**Directions for this task**.
Reproduce the entries from the line containing "TARGET: green leaf" through the end of the entries, both ends included, and shift every coordinate in the answers by adding 144 to each number. Omit the pictures.

**Records supplied**.
------------------------------

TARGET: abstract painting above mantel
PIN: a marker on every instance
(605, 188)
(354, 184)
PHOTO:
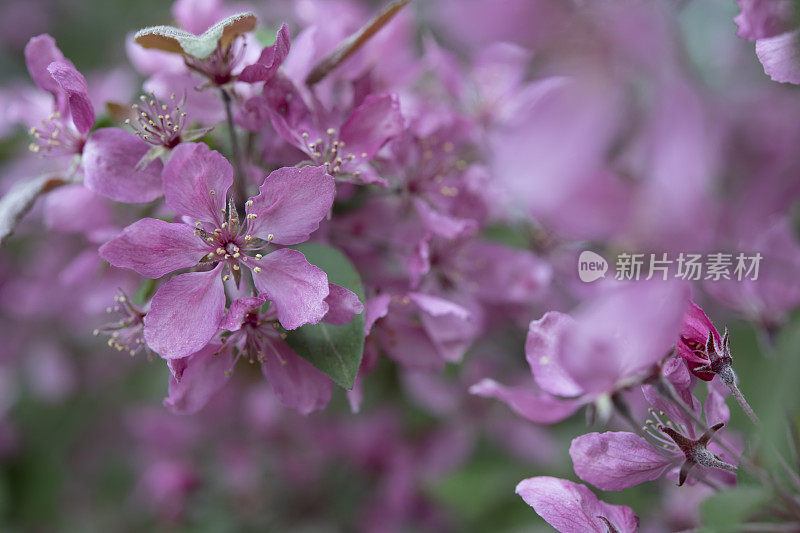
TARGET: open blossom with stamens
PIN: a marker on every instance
(126, 334)
(572, 508)
(345, 149)
(186, 311)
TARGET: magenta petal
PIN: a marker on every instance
(765, 18)
(542, 352)
(203, 374)
(153, 247)
(573, 508)
(441, 224)
(536, 407)
(371, 125)
(290, 204)
(296, 382)
(109, 166)
(39, 53)
(74, 86)
(780, 56)
(435, 306)
(196, 180)
(296, 288)
(185, 313)
(616, 460)
(376, 308)
(343, 305)
(238, 310)
(271, 58)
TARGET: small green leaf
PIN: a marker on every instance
(334, 350)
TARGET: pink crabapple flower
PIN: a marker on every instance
(573, 508)
(64, 131)
(254, 335)
(186, 311)
(616, 460)
(774, 26)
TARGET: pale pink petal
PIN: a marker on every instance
(573, 508)
(152, 247)
(542, 350)
(76, 208)
(109, 167)
(75, 87)
(290, 204)
(272, 57)
(616, 460)
(780, 56)
(296, 288)
(39, 53)
(535, 406)
(343, 305)
(196, 180)
(203, 375)
(185, 313)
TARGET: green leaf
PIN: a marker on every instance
(334, 350)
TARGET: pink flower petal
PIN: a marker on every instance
(74, 86)
(39, 53)
(296, 382)
(109, 165)
(185, 313)
(296, 288)
(371, 125)
(780, 56)
(542, 350)
(573, 508)
(202, 376)
(196, 180)
(536, 407)
(290, 204)
(153, 247)
(272, 57)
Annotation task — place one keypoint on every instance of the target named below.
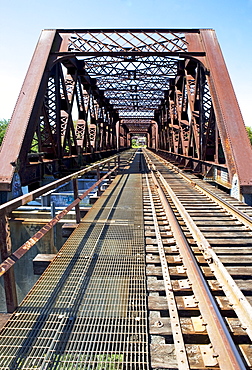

------------------------------

**Task answer**.
TARGET: green leaf
PIN: a marker on every instance
(478, 494)
TARGET: pink flower petal
PIN: a marker on every instance
(218, 230)
(183, 197)
(440, 526)
(253, 309)
(329, 457)
(440, 432)
(515, 269)
(924, 200)
(686, 494)
(717, 652)
(346, 520)
(340, 324)
(680, 551)
(434, 348)
(297, 391)
(416, 201)
Annotation task — place one keypoint on every instance of the target named below.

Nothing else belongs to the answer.